### [PASSAGE TO READ]
·····

Because of the low ceiling, we stayed in the Fairbanks traffic pattern for some more touch-and-gos. After the flight, I was asked, “When are you going to be back?” I said, “I don’t have any more scheduled trips this year.” I asked Craig when he normally took the airplane out of the water and he said mid-September. I told him I had the weekend of September 18-19 off and could come back if he could wait until after then to take the airplane out of the water. His response was, “Come on back, we’ll make it happen.”

This was great to hear! I knew I would come back without the time constraint of having to operate a flight. When I got home I looked at flight schedules and determined I could arrive about 3:00 pm on Friday and really did not have to leave until 6:00 pm on Sunday. Since I had so much time I asked if we could just do a lot more flying on my return trip. Of course I wanted to leave with a new temporary certificate in my pocket, but I also wanted to take advantage of the opportunity to learn as much as possible.

Mulhearn by floatplane

Falling in love with a new type of flying.

My trip to Fairbanks went off without a hitch and I went right over to Fairbanks Floatplane, where Tom was waiting for me. Since it was late in the day, we stayed in the traffic pattern at Fairbanks. Tom gave me another good workout.

·····

### [WHAT IS BEING ASKED]
In the floatplane account, when did Craig normally take the airplane out of the water?

·····

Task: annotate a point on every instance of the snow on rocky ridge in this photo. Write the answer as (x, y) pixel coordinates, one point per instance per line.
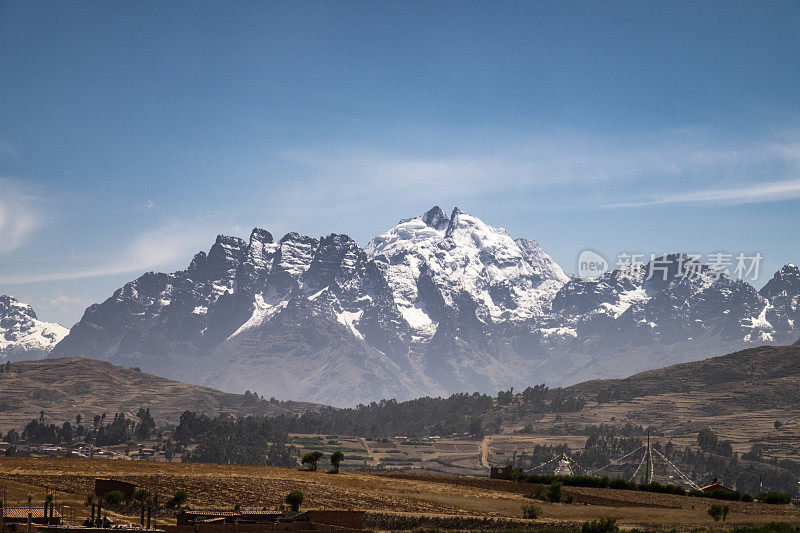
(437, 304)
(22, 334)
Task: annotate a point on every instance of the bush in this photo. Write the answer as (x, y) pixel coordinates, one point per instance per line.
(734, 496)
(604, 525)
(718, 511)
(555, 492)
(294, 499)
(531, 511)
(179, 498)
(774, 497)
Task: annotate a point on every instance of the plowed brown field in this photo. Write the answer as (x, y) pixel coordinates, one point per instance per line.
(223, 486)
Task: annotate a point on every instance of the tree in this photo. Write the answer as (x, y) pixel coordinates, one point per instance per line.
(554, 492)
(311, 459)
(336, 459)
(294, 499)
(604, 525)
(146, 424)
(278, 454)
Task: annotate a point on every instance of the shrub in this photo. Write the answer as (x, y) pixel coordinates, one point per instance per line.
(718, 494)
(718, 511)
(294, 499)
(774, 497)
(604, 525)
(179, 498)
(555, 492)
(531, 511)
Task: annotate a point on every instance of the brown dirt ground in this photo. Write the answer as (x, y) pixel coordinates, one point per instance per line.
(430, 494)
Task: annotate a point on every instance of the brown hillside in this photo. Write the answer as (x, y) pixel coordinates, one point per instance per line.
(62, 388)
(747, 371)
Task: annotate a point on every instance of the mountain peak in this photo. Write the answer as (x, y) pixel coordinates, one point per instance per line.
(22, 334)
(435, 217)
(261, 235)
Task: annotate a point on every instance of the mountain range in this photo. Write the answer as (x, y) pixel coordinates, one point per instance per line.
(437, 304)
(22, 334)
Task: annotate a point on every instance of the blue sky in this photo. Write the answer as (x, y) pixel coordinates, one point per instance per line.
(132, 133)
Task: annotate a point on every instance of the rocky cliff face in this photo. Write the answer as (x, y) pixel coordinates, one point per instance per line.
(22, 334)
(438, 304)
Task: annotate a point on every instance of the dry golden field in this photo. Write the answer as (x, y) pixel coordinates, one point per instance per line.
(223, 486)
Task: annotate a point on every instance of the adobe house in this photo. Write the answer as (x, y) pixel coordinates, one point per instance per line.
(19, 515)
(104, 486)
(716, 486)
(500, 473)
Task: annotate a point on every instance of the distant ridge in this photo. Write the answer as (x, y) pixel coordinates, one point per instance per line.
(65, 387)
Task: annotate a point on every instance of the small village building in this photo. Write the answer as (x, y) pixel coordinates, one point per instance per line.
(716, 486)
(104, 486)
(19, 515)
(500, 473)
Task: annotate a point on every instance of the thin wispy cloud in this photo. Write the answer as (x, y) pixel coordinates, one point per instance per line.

·····

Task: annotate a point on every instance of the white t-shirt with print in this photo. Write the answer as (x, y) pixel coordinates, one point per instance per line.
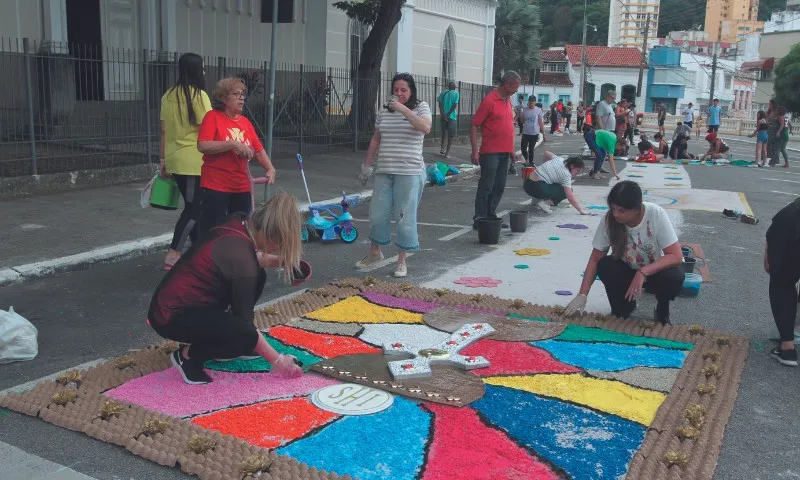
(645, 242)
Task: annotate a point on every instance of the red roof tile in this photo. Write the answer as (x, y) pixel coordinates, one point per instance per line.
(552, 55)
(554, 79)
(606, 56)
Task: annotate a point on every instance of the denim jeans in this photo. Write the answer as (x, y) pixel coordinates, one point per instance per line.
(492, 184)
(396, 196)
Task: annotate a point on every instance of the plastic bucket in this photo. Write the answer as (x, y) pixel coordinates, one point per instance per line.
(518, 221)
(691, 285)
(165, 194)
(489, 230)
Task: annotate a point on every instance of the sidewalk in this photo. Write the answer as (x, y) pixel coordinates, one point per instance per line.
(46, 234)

·····

### [EXERCISE OUTPUT]
Mid-September.